Point-per-instance localization data:
______

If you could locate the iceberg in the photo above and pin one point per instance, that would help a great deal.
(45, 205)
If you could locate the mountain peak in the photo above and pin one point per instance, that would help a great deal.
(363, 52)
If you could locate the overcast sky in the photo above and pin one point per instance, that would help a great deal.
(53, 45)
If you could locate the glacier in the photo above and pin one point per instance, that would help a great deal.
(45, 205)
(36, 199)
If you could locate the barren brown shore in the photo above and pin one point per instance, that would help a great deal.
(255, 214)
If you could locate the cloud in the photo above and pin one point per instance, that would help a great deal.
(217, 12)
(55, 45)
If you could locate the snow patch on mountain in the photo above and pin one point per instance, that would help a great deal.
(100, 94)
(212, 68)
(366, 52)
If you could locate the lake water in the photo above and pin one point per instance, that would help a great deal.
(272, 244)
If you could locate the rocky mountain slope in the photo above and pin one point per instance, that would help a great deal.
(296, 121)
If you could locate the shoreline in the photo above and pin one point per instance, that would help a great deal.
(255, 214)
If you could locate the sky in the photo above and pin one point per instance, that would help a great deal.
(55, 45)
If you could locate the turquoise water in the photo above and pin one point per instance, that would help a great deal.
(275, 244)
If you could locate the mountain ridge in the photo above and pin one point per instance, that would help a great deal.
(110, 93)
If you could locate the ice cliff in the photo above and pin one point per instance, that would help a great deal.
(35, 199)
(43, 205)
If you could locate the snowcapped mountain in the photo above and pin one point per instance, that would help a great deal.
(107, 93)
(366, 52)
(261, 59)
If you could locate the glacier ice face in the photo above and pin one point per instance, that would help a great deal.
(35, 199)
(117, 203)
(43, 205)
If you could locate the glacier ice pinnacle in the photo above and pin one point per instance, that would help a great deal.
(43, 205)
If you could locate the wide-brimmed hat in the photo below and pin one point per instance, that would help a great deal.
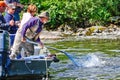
(11, 6)
(2, 3)
(44, 14)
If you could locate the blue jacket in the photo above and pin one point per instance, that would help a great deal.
(31, 24)
(3, 24)
(8, 17)
(17, 10)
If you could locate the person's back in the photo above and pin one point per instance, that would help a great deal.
(3, 24)
(19, 8)
(9, 17)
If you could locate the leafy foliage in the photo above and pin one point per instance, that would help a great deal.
(77, 13)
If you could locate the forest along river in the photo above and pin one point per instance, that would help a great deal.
(96, 60)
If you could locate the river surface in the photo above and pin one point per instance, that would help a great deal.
(91, 59)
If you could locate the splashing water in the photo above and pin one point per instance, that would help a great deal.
(89, 60)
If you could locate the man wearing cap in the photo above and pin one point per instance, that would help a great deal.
(9, 17)
(3, 24)
(30, 30)
(18, 9)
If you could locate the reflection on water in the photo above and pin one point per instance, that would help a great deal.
(98, 66)
(97, 60)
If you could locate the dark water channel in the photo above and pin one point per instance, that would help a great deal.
(103, 62)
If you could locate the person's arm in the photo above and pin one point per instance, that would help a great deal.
(30, 23)
(3, 24)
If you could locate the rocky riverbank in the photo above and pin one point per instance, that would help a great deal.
(98, 32)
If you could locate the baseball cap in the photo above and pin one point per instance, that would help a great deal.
(44, 14)
(11, 6)
(2, 3)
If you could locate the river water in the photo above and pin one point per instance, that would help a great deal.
(96, 60)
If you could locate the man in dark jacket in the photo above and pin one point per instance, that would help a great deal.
(3, 24)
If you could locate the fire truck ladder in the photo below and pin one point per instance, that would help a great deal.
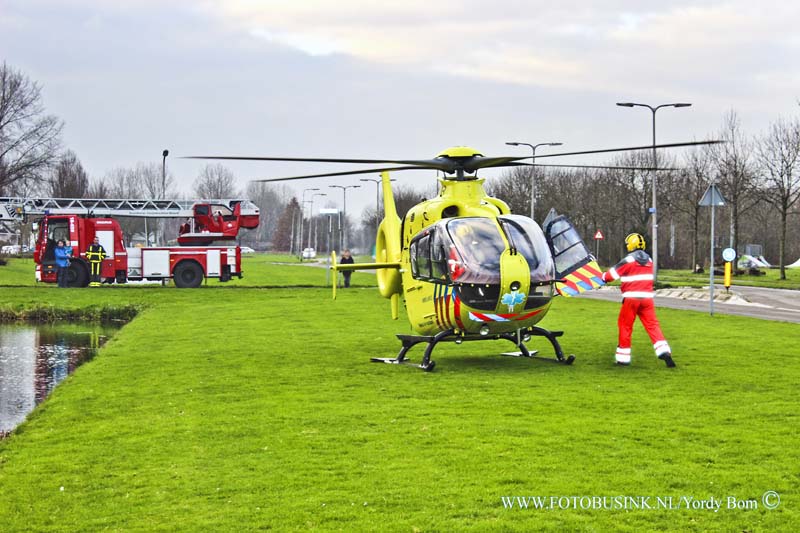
(17, 209)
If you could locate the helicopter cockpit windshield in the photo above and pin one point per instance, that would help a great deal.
(475, 251)
(528, 239)
(467, 250)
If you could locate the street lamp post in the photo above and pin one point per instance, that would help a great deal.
(302, 210)
(311, 217)
(342, 232)
(653, 109)
(164, 155)
(377, 183)
(533, 148)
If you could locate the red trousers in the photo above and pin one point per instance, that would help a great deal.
(645, 309)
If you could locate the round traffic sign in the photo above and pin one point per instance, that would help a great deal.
(729, 254)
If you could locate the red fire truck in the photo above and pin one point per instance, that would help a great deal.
(78, 221)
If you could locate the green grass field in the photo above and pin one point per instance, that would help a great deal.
(238, 408)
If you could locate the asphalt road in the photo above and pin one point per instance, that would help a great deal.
(769, 304)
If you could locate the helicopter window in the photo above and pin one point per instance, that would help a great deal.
(477, 248)
(423, 257)
(428, 254)
(529, 240)
(568, 247)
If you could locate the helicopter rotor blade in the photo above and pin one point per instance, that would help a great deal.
(608, 167)
(346, 173)
(440, 164)
(477, 163)
(650, 147)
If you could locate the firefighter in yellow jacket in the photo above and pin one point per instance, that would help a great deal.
(95, 255)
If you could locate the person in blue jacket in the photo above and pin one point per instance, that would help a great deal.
(63, 253)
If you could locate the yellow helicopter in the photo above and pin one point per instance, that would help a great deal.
(467, 268)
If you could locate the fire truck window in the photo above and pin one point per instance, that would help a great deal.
(58, 230)
(223, 211)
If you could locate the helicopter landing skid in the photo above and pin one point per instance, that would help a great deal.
(552, 337)
(409, 341)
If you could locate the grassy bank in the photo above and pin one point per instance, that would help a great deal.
(236, 409)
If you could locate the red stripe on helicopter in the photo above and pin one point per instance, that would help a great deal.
(505, 317)
(457, 309)
(591, 270)
(436, 306)
(447, 304)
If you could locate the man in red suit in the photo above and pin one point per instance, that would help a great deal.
(635, 272)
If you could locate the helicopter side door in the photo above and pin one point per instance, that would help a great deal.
(575, 264)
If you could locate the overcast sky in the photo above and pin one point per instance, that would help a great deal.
(407, 79)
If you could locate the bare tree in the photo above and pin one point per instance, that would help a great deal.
(689, 186)
(287, 226)
(271, 200)
(215, 181)
(778, 157)
(68, 179)
(734, 172)
(29, 139)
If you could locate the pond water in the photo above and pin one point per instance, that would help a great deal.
(35, 358)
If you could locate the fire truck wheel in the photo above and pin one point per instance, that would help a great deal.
(188, 274)
(77, 274)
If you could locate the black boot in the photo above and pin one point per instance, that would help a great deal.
(667, 358)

______

Without any pictures, output the entries above exactly as they appear.

If you could locate the iceberg in the photo above and pin one point per instance, that would help a great deal.
(45, 205)
If you could locate the mountain peak in the photo above and pin one point per instance, that would help a great deal.
(363, 52)
If you could locate the overcast sky in the photo above and pin one point per instance, that would help a great deal.
(53, 45)
If you could locate the glacier in the photo above and pin one point per instance, that would help a great deal.
(45, 205)
(36, 199)
If you could locate the barren brown shore in the photo above and pin one point per instance, that would help a great deal.
(255, 214)
If you could locate the cloud in the photo above and pin one point per instance, that would help a great deal.
(217, 12)
(55, 45)
If you could locate the snow patch on mountain in the photo above and pin one point per instance, that would help a great deal.
(100, 94)
(212, 68)
(366, 52)
If you could locate the lake water in the photo above and pin one point per instance, that would help a great deal.
(272, 244)
If you could locate the rocky mountain slope in the photo above and pin one point per instance, that would help a great deal.
(296, 121)
If you could locate the shoreline in the photo above and pin one point per instance, that would help a great deal.
(255, 214)
If you could locate the sky in the photo above and pin one point per instance, that would help a great deal.
(55, 45)
If you could locate the turquoise water in the photo above and pin one point per instance, that would help a great deal.
(275, 244)
If you could locate the mountain ridge in the photo above and pin one point per instance, that would help a great deal.
(110, 93)
If you could locate the ice cliff in the photo above and pin one point per instance, that would help a great deal.
(35, 199)
(43, 205)
If you could locate the snowcapped mountain in the photo above and pin one point per instance, that would help a great deal.
(107, 93)
(366, 52)
(261, 59)
If you could locate the glacier ice face in the photo above and pin one point per instance, that would help a great deal.
(35, 199)
(117, 203)
(43, 205)
If you could locate the glacier ice pinnacle in the photo above and pin one point per instance, that would help a great deal.
(43, 205)
If you could locate the wide-brimmed hat in the photo below and pin one point per instance, that would help a great deal.
(11, 6)
(2, 3)
(44, 14)
If you could locate the blue jacket in the photo above and pin one point per instance, that would help a great deal.
(31, 24)
(3, 24)
(8, 17)
(17, 10)
If you could locate the person's back in the photo above and pin one point per instance, that would help a great deal.
(3, 24)
(19, 8)
(9, 17)
If you could locate the leafy foliage in the photo above and pin one point per instance, that would help a great deal.
(77, 13)
If you could locate the forest along river in the photo above and pin one point per instance, that would help a great deal.
(96, 60)
If you could locate the river surface in the photo above and pin one point per instance, that would help a great deal.
(91, 59)
If you could locate the splashing water in the photo above and pin one point per instance, that would help a great deal.
(89, 60)
If you could locate the man wearing cap in the photo above and pin one point per instance, that would help a great deal.
(9, 17)
(3, 24)
(30, 30)
(18, 9)
If you could locate the reflection on water in the photo above and pin one point per instance, that would help a great deal.
(98, 66)
(97, 60)
If you could locate the dark water channel in the photo above and pin one point per instance, that would help a great deal.
(103, 62)
If you could locate the person's arm in the photo above and pin one point per instance, that would help a great deal.
(30, 23)
(3, 24)
If you could locate the rocky riverbank in the photo above and pin one point per instance, that would help a great deal.
(98, 32)
If you could locate the baseball cap in the photo above and pin one point per instance, that would help a great deal.
(44, 14)
(11, 6)
(2, 3)
If you could locate the river water in the photo above and pin one point per instance, that would help a great deal.
(96, 60)
If you could locate the man in dark jacket in the photo above and pin one point per instance, that would help a great deal.
(3, 24)
If you could locate the fire truck ladder in the photo below and pin one point per instance, that would help a great deal.
(17, 209)
If you could locate the helicopter cockpit windshield in the photo above and pin one point per instance, that would help a great deal.
(475, 251)
(528, 239)
(467, 250)
If you could locate the street lamp post in the photo above and pin one point per instance, that would help a great deal.
(302, 210)
(311, 217)
(342, 232)
(653, 109)
(164, 155)
(377, 183)
(533, 148)
If you could locate the red trousers in the photo above and pin one point per instance, that would help a great deal.
(645, 309)
If you could locate the round traffic sign in the photo above and pin one point per instance, that would help a great deal.
(729, 254)
If you could locate the red fire truck in the photo above and pin one point per instance, that would help a great deal.
(78, 221)
If you could locate the green grass field in the photo above and pin one point per instance, that would help a great deal.
(238, 408)
If you could locate the asphalt road in the photo above and pin one point per instance, that would help a great deal.
(769, 304)
If you could locate the helicopter window in the photo above and pin one point per instance, that would help a great deal.
(477, 248)
(423, 257)
(428, 254)
(529, 240)
(568, 247)
If you could locate the helicopter rotor blade in the photo above and pin one point per instance, that would help a great deal.
(608, 167)
(346, 173)
(440, 164)
(477, 163)
(650, 147)
If you could locate the firefighter in yellow jacket in the photo above and pin one point per instance, that would help a great deal.
(95, 255)
If you could locate the person in blue jacket in the photo above and pin one point per instance, that would help a great deal.
(63, 253)
If you could locate the yellow helicopter in the photo above and pin one point per instance, that would help a great deal.
(467, 268)
If you could locate the fire truck window in the photo above and pin one point per instance, that would help a great deal.
(58, 230)
(223, 211)
If you could locate the helicopter landing skid in the photo above and pin one point per instance, that would help a great deal.
(552, 337)
(409, 341)
If you could locate the grassy bank in the photo above and pin one point per instance, that would help a great deal.
(236, 409)
If you could locate the red stripe on helicopter in the photo above and pin one point per instance, that would help a great deal.
(505, 317)
(457, 309)
(591, 270)
(436, 306)
(447, 304)
If you could locate the man in red suit in the photo above and pin one point per instance, that would help a great deal.
(635, 272)
If you could locate the helicopter side door in the photo above and pin one point per instance, that would help a great deal.
(575, 264)
If you could locate the overcast sky in the photo above and pin one point per instance, that would help a great deal.
(407, 79)
If you could locate the bare tree in the photo above and pin one point per instance, that would help a great deal.
(689, 186)
(287, 226)
(271, 200)
(215, 181)
(778, 157)
(68, 179)
(734, 172)
(29, 139)
If you could locate the pond water in the photo above and pin one point per instance, that would help a great deal.
(35, 358)
If you could locate the fire truck wheel in the photo above and pin one point per instance, that would help a great deal.
(188, 274)
(77, 274)
If you could locate the black boot in the photo above and pin one point per instance, that would help a great deal.
(667, 358)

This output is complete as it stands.